→ **Requirements**
Each record below should be repeated precisely as written.

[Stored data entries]
--- --- ---
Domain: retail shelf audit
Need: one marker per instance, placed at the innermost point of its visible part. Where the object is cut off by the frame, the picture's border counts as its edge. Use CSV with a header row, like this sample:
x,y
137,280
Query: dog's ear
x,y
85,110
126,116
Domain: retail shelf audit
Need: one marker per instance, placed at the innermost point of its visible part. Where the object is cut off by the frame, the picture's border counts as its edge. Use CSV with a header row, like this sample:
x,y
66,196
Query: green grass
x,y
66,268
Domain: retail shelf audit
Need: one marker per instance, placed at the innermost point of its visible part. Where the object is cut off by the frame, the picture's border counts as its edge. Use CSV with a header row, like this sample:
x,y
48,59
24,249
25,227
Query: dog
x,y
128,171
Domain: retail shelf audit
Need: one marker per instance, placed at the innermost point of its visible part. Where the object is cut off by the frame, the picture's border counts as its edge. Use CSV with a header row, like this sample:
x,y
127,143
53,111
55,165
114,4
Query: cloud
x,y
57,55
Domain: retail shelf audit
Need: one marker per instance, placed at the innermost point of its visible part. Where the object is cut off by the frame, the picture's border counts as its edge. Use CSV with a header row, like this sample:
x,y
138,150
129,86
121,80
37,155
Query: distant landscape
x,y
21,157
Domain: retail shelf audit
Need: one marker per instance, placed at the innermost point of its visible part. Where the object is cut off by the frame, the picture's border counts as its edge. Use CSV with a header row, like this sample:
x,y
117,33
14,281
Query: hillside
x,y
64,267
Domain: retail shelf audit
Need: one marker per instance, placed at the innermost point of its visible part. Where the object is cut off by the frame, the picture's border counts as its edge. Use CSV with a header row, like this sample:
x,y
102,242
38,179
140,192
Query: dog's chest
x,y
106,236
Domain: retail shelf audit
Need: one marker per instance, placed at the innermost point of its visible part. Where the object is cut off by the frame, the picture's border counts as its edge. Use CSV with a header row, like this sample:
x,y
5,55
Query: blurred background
--- --- ---
→ **Finished task**
Domain: retail shelf audit
Need: one marker per instance, placed at the innermost point of its visible part. Where the object is cut off by the frame, the picture's border counts as its edge. Use CSV with a header row, like this sample:
x,y
137,280
Query: dog's ear
x,y
85,110
126,116
Domain: retail shelf audit
Need: one marker per instance, placed at the innermost point of its visible part. Where the object is cut off by the frame, the picture's border counts as its edge. Use CSV with a header row, like this sample:
x,y
66,196
Query: green grass
x,y
66,268
Domain: retail shelf audit
Need: one marker per instance, placed at the innermost point of its visible part. Where the object is cut off by the frame, the picture's border counts as its edge. Use CSV with a header row, like this sample:
x,y
48,59
24,249
25,227
Query: dog
x,y
128,171
Domain: retail shelf audit
Need: one marker per instance, placed at the innermost point of its visible part. Where the object is cut off by the frame, the picture's border counts as its edge. Use CSV with a header row, like this sample:
x,y
127,143
53,111
55,165
114,4
Query: cloud
x,y
57,55
Domain: retail shelf audit
Need: one marker per instance, placed at the innermost point of its visible part. Where the object is cut off by the frame, the picture's border counts as its edge. Use CSV with a header row, like this sample:
x,y
138,150
129,86
121,80
37,155
Query: distant landscape
x,y
21,157
Domain: retail shelf audit
Need: one marker per instance, placed at the innermost point of its visible part. Where the object is cut off by the frame, the picture's border counts as its edge. Use CSV with a header row, like this sample:
x,y
117,33
14,281
Query: hillside
x,y
64,267
Domain: retail shelf audit
Need: one marker per instance, placed at the innermost point of its visible part. Where the object is cut off by the frame, the picture's border counts as its edge. Use CSV with a header row, like this sample:
x,y
102,242
38,179
140,192
Query: dog's chest
x,y
106,236
Domain: retail shelf audit
Need: one marker per instance, placed at the innermost point of its visible part. Where the object is cut off by the frame, the picture's border counts as its edge. Use CSV with a header row, like this sample:
x,y
5,55
Query: blurred background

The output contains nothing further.